Page text >>

# Paradigm's...I can't stop!



## thajones (Dec 5, 2007)

I just auditioned (and bought) some Paradigm Mini Monitors V5, I just loved them and I wanted more direct sound that what I had from my 7 Mirage Omnisats. They are at home, playing for no ears, for break in. Unfortunately, the one authorized dealer here doesn't have any Centers in stock for at least anther month or so. So I was perusing Ebay...there are few center channels by Paradigm that are a steal for the price, but not in the line for my new ones (CC190, 290, or 390).

Can I mix and match with good results, say, with a CC370 or CC450? Or am I just playing with fire, and just need to wait it out?


----------



## Otto (May 18, 2006)

Hey Roy,

I'd go with the correct match for your mains. Wait it out if you have to. Did you check AudiogoN?


----------



## MrPorterhouse (Jul 29, 2006)

Otto said:


> Hey Roy,
> 
> I'd go with the correct match for your mains. Wait it out if you have to. Did you check AudiogoN?


That's good advice. While model years generally don't drastically change from year to year, sometimes even minor changes can have a big impact. Considering that you will have to live with your choice, you are better off waiting the few weeks to get a perfect match.


----------



## thajones (Dec 5, 2007)

Unfortunately, Audiogon doesn't have what I'm looking for. I went back to my store, he said I could audition the 270 if I wanted, with a no-loss upgrade to the 290 if I was unsatisfied when they came in. I use the Auto MCACC on my Pioneer Elite receiver, so I debated on if it could handle equalizing the difference, if any. 

But thanks for the advice, I'm glad I didn't go to ebay and potentially get something I couldn't return.

I love that CC390, but it looks to be a beast! Might be ok below my 57"


----------



## John N (Jan 2, 2007)

Can you purchase a single mini monitor and use it for a center? I'd think that would be the perfect match.

I have studio 40 ver 2's with the "matching " center channel and when you send a test tone to center it does not sound like the left and right speaker. 

I have a set of mini monitors (ver3) in my living room, they are the best bang for the buck.


----------



## thajones (Dec 5, 2007)

John N said:


> Can you purchase a single mini monitor and use it for a center? I'd think that would be the perfect match.
> 
> I have studio 40 ver 2's with the "matching " center channel and when you send a test tone to center it does not sound like the left and right speaker.
> 
> I have a set of mini monitors (ver3) in my living room, they are the best bang for the buck.


I really wish I could buy just one mni monitor, that would be the perfect match. Tried the CC270, even running the calibration thingy, and test tones are not matching up. Sounded a little funny with the Matrix on HD too, so I know I'm gonna have to trade up to the CC290.


----------



## Otto (May 18, 2006)

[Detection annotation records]
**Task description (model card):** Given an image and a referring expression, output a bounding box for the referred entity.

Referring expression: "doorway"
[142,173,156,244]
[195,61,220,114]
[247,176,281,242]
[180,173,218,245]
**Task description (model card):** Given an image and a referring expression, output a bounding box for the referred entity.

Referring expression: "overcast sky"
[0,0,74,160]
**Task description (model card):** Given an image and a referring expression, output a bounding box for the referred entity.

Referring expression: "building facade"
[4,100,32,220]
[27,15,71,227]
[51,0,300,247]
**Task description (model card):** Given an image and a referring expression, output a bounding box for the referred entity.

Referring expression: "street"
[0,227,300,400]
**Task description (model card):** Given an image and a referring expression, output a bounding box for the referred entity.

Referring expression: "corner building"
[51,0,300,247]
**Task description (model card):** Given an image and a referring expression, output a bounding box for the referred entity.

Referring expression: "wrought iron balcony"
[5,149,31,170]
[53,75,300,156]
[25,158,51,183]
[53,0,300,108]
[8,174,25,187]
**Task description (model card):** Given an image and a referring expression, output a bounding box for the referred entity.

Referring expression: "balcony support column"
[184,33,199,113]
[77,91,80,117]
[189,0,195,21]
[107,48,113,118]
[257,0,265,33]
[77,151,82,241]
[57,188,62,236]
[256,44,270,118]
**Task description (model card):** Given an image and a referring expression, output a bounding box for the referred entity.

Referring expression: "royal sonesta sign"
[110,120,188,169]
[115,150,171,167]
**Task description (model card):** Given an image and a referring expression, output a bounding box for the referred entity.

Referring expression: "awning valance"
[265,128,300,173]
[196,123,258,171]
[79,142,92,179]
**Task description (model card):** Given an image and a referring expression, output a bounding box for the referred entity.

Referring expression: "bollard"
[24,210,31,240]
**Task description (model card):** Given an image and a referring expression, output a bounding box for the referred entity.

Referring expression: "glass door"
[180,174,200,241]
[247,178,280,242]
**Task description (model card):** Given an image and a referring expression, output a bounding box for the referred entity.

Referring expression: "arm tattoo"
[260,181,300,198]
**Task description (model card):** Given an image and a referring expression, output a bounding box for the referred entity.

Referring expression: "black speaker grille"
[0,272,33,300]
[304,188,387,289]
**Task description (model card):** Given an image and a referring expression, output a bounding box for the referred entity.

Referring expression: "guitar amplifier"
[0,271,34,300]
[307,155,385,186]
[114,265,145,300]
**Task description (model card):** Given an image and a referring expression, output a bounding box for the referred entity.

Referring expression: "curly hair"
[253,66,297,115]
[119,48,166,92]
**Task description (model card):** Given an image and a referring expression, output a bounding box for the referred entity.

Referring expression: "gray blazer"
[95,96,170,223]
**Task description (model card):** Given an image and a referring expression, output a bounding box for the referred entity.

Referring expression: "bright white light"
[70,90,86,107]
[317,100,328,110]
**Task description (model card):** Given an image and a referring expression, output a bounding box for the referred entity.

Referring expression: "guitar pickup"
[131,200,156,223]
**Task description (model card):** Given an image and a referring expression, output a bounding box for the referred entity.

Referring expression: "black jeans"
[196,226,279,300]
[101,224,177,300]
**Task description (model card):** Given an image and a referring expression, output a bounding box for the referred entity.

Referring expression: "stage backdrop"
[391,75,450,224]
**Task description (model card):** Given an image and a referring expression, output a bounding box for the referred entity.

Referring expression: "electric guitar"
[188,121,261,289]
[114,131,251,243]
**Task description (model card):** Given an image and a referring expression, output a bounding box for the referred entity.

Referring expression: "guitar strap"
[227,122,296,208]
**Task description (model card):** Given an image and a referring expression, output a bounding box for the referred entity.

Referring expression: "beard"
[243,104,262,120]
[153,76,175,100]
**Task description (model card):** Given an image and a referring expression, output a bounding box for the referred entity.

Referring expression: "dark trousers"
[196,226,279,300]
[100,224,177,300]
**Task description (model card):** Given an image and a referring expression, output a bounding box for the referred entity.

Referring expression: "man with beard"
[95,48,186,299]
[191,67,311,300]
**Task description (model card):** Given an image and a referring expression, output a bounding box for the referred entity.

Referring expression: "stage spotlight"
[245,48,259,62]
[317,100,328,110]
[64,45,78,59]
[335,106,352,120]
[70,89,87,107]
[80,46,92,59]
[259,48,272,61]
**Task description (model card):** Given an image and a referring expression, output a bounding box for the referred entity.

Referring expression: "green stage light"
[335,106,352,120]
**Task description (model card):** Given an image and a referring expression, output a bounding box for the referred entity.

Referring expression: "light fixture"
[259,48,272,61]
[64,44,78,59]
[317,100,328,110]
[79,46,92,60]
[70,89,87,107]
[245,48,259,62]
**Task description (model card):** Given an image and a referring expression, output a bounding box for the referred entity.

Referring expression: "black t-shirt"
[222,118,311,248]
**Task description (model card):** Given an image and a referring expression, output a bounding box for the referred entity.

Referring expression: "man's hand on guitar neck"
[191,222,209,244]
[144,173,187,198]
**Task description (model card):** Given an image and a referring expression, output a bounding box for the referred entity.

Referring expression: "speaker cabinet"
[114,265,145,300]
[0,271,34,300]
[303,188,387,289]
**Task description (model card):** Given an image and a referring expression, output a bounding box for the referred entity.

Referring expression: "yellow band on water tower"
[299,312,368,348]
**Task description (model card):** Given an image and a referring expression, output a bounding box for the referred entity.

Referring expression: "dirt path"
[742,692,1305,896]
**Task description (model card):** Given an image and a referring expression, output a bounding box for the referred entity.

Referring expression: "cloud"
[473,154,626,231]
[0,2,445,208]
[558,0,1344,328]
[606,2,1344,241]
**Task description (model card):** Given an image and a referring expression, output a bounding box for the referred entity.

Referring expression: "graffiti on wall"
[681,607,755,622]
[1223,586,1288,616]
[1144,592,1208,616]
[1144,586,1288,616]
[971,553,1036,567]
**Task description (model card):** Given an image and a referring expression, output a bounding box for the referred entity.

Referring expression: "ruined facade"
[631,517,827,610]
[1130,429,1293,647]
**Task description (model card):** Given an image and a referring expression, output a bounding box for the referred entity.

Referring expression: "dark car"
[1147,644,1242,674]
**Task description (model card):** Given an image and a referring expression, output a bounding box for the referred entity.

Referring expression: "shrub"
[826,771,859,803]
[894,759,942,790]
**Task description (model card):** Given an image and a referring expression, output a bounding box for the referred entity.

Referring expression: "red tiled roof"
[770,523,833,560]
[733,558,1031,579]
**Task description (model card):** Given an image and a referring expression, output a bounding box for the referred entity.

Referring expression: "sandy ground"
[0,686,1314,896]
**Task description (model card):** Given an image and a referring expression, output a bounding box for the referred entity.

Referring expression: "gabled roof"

Given task 1 >>
Print the part of the forum thread that opens with the words "Unfortunately, Audiogon doesn't" and closes with "(Jan 2, 2007)", word for word.
Given task 2 >>
Output, unchanged, the lines of the records from the very first line through the line that contains "[180,173,218,245]", with both ends included.
The forum thread and the records have no connection to each other.

Exercise solution 1 >>
Unfortunately, Audiogon doesn't have what I'm looking for. I went back to my store, he said I could audition the 270 if I wanted, with a no-loss upgrade to the 290 if I was unsatisfied when they came in. I use the Auto MCACC on my Pioneer Elite receiver, so I debated on if it could handle equalizing the difference, if any. 

But thanks for the advice, I'm glad I didn't go to ebay and potentially get something I couldn't return.

I love that CC390, but it looks to be a beast! Might be ok below my 57"


----------



## John N (Jan 2, 2007)

Exercise solution 2 >>
**Task description (model card):** Given an image and a referring expression, output a bounding box for the referred entity.

Referring expression: "doorway"
[142,173,156,244]
[195,61,220,114]
[247,176,281,242]
[180,173,218,245]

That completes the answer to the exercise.